» **页面摘录**:
+++++

回到高空抛物案件当中,笔者发现,无论按照主观过错说抑或客观过错说,实施抛掷行为的一方当事人均明显具有过错。因此,高空抛物案件的当事人不符合对于损害的造成都没有过错的前提条件,《民法通则》第132条同样不能作为高空抛物案件的法律基础。
(四)人身损害赔偿司法解释第4条的适用问题
《人身损害赔偿解释》第4条规定:;二人以上共同实施危及他人人身安全行为并造成损害后果,不能确定实际侵害行为人的,应当依照《民法通则》第130条规定承担连带责任。共同危险行为人如果能够证明损害后果不是由其行为造成的,不承担赔偿责任。对于高空抛物案件而言,《民法通则》第132条能否作为正确适用的法律基础主要取决于该条款当中;共同实施危及他人人身安全行为(以下简称;共同危险行为)这一前提要件能否得到满足。那么,在高层建筑中居住属于共同危险行为吗?
笔者认为居住在建筑物里,是一个人生命需要的一部分,它并不带有任何特殊的危险。试想,如果在一个社会中居住都被视为一种危险的话,人们的生存状态又当如何获得保障?人们又怎么可能获得基本的安全感?因此,在高层建筑居住行为本身不应认定为实施了共同危险行为,《人身损害赔偿解释》第4条也不能作为高空抛物案件的法律基础。

+++++

» **数据条目**:
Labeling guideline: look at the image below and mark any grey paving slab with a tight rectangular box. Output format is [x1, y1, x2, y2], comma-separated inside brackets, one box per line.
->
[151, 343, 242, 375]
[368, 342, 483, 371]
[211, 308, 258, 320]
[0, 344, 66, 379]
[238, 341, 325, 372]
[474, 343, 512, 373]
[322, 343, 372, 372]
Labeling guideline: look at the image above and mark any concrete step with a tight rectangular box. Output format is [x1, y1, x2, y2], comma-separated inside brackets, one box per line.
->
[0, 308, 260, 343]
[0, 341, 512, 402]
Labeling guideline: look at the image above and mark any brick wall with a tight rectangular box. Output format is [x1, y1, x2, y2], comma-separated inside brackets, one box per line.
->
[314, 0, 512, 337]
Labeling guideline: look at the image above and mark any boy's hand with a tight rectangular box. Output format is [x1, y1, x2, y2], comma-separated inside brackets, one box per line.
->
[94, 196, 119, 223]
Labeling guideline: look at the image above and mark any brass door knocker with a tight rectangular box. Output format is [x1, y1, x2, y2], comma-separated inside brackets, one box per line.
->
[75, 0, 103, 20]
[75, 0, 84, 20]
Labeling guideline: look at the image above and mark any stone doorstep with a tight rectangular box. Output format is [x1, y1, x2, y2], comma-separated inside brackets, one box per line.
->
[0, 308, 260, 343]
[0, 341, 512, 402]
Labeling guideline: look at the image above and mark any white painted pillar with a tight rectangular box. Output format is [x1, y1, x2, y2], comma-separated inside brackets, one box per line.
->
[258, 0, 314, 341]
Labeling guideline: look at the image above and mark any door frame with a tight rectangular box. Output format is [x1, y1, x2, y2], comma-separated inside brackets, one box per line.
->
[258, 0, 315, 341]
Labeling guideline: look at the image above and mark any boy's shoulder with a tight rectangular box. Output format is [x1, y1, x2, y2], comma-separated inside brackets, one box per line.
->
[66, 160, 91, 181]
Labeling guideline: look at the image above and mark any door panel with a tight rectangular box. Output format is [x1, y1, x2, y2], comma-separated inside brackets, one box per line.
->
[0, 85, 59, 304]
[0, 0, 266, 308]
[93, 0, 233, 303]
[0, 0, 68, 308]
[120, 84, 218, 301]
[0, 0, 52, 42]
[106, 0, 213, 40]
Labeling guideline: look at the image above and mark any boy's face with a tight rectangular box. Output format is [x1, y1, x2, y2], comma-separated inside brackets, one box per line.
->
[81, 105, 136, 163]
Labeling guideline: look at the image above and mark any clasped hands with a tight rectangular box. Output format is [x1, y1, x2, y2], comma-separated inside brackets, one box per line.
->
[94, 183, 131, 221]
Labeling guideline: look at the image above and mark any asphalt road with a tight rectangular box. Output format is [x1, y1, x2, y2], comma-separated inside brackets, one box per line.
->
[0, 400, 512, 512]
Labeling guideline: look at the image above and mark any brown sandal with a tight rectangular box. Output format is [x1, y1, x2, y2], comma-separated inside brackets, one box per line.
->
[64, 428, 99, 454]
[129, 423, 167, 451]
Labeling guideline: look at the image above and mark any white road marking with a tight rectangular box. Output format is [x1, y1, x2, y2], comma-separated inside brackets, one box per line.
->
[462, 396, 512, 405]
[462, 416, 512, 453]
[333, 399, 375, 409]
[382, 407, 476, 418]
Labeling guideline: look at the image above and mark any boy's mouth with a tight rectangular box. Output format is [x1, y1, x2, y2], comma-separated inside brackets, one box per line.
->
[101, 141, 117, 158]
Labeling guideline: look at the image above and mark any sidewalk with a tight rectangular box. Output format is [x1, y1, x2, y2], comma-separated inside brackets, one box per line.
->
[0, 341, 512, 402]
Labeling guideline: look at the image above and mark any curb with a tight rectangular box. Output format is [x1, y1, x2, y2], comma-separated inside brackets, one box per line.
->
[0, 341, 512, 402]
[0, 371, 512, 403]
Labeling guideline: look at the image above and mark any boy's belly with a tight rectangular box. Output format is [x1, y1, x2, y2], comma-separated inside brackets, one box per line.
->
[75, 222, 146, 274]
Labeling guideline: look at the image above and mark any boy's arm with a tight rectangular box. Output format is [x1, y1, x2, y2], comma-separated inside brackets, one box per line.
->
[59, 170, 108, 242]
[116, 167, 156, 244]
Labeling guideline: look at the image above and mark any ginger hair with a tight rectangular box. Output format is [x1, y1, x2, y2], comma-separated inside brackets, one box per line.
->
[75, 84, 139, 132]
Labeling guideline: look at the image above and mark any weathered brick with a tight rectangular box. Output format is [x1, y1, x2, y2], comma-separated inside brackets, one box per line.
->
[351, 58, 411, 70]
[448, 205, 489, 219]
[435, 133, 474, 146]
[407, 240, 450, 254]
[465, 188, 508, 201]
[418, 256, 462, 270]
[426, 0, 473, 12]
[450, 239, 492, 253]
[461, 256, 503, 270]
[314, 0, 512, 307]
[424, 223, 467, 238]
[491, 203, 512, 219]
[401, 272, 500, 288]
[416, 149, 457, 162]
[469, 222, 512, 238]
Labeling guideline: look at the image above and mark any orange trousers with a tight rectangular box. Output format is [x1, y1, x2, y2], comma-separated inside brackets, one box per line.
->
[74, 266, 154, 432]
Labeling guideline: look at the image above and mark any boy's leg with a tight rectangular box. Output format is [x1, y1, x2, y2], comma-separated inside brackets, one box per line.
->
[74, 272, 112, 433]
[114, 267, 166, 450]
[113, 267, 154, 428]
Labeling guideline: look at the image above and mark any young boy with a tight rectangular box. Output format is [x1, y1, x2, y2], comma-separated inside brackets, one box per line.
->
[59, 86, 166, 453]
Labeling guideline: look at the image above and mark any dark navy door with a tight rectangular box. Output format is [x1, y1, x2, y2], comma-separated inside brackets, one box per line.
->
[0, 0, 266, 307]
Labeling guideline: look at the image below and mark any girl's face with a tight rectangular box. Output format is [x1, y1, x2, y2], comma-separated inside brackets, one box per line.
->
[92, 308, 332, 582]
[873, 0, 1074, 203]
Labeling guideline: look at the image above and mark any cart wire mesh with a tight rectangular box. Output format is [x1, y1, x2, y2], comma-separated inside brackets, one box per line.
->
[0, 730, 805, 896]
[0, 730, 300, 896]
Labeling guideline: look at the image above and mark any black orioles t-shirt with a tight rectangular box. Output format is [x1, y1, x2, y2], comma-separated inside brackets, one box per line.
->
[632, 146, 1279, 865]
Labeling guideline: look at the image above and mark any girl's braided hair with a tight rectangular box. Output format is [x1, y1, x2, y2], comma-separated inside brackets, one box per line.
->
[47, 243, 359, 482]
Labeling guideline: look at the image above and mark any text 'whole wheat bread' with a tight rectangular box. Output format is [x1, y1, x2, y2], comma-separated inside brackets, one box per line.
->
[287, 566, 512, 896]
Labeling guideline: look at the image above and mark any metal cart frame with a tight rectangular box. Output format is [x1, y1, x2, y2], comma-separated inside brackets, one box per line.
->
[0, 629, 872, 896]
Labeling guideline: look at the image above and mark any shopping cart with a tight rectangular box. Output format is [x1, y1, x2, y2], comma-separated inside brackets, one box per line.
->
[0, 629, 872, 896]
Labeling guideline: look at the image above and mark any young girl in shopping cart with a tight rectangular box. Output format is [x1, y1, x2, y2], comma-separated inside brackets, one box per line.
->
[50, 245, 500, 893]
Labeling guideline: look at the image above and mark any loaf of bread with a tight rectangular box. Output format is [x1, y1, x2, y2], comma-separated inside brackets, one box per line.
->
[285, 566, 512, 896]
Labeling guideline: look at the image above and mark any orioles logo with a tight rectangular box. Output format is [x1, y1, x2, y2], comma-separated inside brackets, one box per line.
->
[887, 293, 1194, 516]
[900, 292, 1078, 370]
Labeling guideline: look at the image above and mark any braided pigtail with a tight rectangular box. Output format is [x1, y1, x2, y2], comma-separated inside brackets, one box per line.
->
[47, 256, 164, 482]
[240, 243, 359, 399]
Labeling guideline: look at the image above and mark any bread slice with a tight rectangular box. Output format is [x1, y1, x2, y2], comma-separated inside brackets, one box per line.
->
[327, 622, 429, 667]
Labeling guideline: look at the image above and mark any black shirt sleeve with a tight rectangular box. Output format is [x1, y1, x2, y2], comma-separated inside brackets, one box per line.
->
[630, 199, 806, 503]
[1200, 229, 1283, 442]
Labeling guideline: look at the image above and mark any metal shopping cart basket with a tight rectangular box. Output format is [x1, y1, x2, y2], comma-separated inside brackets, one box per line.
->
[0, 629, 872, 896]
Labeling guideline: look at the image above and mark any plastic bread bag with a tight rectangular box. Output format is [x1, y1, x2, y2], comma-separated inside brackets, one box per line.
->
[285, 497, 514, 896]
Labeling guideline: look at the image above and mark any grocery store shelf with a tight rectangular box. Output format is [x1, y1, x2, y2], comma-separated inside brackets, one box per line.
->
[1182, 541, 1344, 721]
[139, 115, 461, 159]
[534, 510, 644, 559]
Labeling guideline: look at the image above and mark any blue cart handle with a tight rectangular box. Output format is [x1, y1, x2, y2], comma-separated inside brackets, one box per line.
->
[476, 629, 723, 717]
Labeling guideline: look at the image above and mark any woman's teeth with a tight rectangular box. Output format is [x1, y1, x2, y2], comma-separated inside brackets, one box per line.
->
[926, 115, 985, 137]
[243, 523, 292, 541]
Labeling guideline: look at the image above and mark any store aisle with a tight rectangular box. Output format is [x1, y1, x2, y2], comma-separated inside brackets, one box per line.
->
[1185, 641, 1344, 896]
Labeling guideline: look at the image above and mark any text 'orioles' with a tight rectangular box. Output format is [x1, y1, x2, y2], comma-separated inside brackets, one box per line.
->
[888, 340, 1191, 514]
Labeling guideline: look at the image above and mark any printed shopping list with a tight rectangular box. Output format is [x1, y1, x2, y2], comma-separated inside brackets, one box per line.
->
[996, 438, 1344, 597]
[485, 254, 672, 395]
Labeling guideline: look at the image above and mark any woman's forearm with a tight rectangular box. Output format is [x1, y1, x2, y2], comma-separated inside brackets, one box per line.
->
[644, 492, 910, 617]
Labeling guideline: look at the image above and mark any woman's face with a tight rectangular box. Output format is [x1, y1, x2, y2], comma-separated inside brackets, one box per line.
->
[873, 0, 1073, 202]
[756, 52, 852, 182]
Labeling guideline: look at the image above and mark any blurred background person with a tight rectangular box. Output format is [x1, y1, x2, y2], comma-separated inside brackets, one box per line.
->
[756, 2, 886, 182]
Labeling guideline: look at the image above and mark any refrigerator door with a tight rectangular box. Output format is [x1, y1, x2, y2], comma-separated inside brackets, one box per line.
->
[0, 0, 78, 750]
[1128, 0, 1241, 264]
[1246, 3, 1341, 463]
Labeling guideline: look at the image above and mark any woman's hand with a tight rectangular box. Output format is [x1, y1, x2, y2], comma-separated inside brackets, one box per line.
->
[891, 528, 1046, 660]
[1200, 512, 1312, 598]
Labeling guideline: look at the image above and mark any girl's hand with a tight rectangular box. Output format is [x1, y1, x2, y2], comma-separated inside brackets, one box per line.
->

+++++

» **任务说明**:
将页面摘录中从“(四)人身损害赔偿司法解释第4条的适用问题”起至“第4条也不能作为高空抛物案件的法律基础。”止的这段文字逐字抄录出来。

» **本题解答**:
(四)人身损害赔偿司法解释第4条的适用问题
《人身损害赔偿解释》第4条规定:;二人以上共同实施危及他人人身安全行为并造成损害后果,不能确定实际侵害行为人的,应当依照《民法通则》第130条规定承担连带责任。共同危险行为人如果能够证明损害后果不是由其行为造成的,不承担赔偿责任。对于高空抛物案件而言,《民法通则》第132条能否作为正确适用的法律基础主要取决于该条款当中;共同实施危及他人人身安全行为(以下简称;共同危险行为)这一前提要件能否得到满足。那么,在高层建筑中居住属于共同危险行为吗?
笔者认为居住在建筑物里,是一个人生命需要的一部分,它并不带有任何特殊的危险。试想,如果在一个社会中居住都被视为一种危险的话,人们的生存状态又当如何获得保障?人们又怎么可能获得基本的安全感?因此,在高层建筑居住行为本身不应认定为实施了共同危险行为,《人身损害赔偿解释》第4条也不能作为高空抛物案件的法律基础。